WHAT NEEDS TO BE DONE - Repeat the entries. Each one must match exactly.

::: EXTRACTED ENTRIES :::

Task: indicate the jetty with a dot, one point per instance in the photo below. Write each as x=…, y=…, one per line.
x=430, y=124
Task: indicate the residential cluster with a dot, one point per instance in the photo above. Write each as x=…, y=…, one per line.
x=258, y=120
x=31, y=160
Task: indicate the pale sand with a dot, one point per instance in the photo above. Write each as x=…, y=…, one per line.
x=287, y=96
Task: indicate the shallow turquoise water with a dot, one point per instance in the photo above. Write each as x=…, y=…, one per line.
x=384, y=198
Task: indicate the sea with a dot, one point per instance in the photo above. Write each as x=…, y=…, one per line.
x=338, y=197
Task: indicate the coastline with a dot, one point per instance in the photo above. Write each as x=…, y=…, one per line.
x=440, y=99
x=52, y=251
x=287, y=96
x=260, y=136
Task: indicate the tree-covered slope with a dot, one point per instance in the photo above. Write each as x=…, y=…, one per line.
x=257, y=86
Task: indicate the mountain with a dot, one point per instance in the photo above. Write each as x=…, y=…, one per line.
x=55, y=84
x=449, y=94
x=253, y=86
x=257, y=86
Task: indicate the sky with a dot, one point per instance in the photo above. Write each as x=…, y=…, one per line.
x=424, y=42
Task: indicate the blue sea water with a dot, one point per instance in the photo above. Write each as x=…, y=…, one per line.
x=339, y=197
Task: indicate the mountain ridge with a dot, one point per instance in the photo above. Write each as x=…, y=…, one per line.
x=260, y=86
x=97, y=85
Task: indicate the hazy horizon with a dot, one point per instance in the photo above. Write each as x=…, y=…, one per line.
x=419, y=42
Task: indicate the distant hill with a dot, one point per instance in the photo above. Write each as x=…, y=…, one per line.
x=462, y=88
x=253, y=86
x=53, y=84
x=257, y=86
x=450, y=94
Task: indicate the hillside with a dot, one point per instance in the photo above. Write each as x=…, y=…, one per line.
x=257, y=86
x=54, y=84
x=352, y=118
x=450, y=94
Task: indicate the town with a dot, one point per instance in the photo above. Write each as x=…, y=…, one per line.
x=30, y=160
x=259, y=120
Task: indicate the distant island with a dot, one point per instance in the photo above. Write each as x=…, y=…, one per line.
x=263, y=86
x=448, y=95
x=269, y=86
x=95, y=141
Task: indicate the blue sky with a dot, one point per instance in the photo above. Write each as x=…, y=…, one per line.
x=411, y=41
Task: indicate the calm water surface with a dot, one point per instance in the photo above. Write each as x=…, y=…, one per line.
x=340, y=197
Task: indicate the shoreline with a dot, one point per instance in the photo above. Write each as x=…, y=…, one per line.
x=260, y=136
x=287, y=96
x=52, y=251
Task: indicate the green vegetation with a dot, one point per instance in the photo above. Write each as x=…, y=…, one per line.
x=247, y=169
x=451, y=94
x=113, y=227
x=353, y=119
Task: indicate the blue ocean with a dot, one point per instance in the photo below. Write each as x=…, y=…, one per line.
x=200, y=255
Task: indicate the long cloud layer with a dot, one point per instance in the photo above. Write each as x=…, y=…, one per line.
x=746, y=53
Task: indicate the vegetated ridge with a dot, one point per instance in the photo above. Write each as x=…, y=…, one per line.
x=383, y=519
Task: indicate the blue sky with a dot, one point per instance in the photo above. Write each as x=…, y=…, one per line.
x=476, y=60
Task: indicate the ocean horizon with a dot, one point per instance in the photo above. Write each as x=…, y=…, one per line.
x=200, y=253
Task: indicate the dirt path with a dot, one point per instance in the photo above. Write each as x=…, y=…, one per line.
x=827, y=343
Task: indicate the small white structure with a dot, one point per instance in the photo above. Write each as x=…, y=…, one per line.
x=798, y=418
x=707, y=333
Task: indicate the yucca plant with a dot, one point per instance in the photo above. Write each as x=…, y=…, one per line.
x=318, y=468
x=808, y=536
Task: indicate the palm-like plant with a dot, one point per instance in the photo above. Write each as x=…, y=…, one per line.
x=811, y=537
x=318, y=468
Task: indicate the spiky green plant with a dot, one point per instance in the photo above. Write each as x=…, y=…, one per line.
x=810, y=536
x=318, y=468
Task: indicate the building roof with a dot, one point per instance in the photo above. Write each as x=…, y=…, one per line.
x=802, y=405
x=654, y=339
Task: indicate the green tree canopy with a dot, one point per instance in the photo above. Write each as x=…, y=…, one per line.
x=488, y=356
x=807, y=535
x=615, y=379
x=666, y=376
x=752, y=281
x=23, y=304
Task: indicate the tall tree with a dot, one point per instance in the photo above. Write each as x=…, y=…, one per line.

:::

EXERCISE RESULT -
Task: indicate the jetty with a dot, one point per instance in the photo below. Write each as x=…, y=…, one per line.
x=430, y=124
Task: indicate the residential cluster with a dot, one point per instance in the photo above. Write each as x=…, y=…, one per line.
x=258, y=120
x=31, y=160
Task: indicate the pale sand with a dot, one point per instance in the photo above. Write each as x=…, y=…, one per line.
x=287, y=96
Task: indicate the shallow turquoise water with a dot, one point per instance in the photo above. Write each as x=…, y=…, one per line.
x=384, y=198
Task: indicate the sea with a dot, one point per instance in the photo above. Write each as x=…, y=…, one per line.
x=338, y=197
Task: indicate the coastline with a dot, one point per instance in the photo above. Write each as x=…, y=…, one per line.
x=440, y=99
x=52, y=251
x=287, y=96
x=260, y=136
Task: indicate the tree-covered slope with a dot, one point per instance in the photo above. Write each as x=…, y=…, one per line.
x=257, y=86
Task: indicate the mountain with a dot, one point per instance in the photo above. Write each as x=…, y=…, one per line.
x=55, y=84
x=449, y=94
x=253, y=86
x=257, y=86
Task: indicate the sky with a dot, one point per instance in the photo above. Write each as x=…, y=…, one per line.
x=424, y=42
Task: indicate the blue sea water with a dot, one point per instance in the photo above. Write each as x=…, y=…, one per line.
x=339, y=197
Task: indicate the mountain ridge with a dot, one point per instance in the photo above. Write each as x=…, y=…, one per line.
x=260, y=86
x=97, y=85
Task: indicate the hazy horizon with a dot, one point per instance in the photo above. Write each as x=…, y=…, one per line.
x=419, y=42
Task: indicate the distant hill with a dot, one point per instance in the photo above. Write each as x=…, y=…, one per line.
x=462, y=88
x=253, y=86
x=53, y=84
x=257, y=86
x=450, y=94
Task: indicate the hillside with a dot, one point per instance in the photo above. Write each as x=…, y=…, one per line.
x=257, y=86
x=54, y=84
x=352, y=118
x=450, y=94
Task: indicate the town with a dot, one point per instance in the photo above. Write each as x=…, y=…, one per line.
x=30, y=160
x=259, y=120
Task: indicate the distant island with a dot, one point per instance in the photo above. Write each as x=…, y=…, one per line.
x=263, y=86
x=448, y=95
x=269, y=86
x=95, y=141
Task: indicate the blue sky with a dot, one point per instance in the photo above. Write each as x=…, y=…, one per line.
x=411, y=41
Task: indicate the calm water surface with a dot, one point per instance in the photo above. Write each as x=…, y=…, one per line.
x=340, y=197
Task: indicate the shoreline with a dot, one point per instance in the photo above. Write each as x=…, y=…, one per line.
x=260, y=136
x=287, y=96
x=52, y=251
Task: indicate the green vegetation with a dot, one point per instance in the photo above. Write each as x=…, y=…, one per line.
x=247, y=169
x=451, y=94
x=113, y=227
x=353, y=119
Task: indicate the blue ocean with a dot, one point per instance in the photo below. Write each as x=…, y=…, one per line.
x=200, y=255
Task: indicate the long cloud layer with a dot, one point per instance in the photo above. Write each as x=…, y=…, one per line.
x=746, y=53
Task: indicate the vegetated ridge with a dot, one point per instance in the photo above. Write each as x=…, y=…, one per line.
x=383, y=519
Task: indicate the blue sky with a dot, one point per instance in the photo above. Write each as x=…, y=…, one per line.
x=476, y=60
Task: indicate the ocean horizon with a dot, one point per instance in the photo above. Write each as x=…, y=…, one per line.
x=200, y=253
Task: indicate the dirt path with a dot, one point per instance in the photo above. Write each as x=…, y=…, one per line.
x=827, y=343
Task: indicate the small white structure with a dot, one point per instance in the photo above. Write each as x=…, y=…, one per line.
x=798, y=418
x=707, y=333
Task: indicate the yucca plant with a dot, one point per instance in the photo above. Write each as x=…, y=…, one per line.
x=318, y=468
x=808, y=536
Task: indicate the palm-like plant with a dot, one point per instance in the photo above. Write each as x=…, y=…, one per line.
x=811, y=537
x=318, y=468
Task: indicate the spiky green plant with a dot, one point per instance in the photo above. Write each as x=…, y=…, one per line.
x=810, y=536
x=318, y=468
Task: indicate the building roof with a dot, one point per instance in the photo above. Write each as x=…, y=…, one per line.
x=802, y=405
x=654, y=339
Task: indicate the green tree canopy with a dot, one point per instance in the photo above. Write each as x=…, y=…, one per line.
x=488, y=356
x=807, y=535
x=615, y=379
x=666, y=376
x=752, y=281
x=23, y=304
Task: indicate the tall tree with a dot, one point per instance in the photo above. Write each as x=…, y=…, one per line.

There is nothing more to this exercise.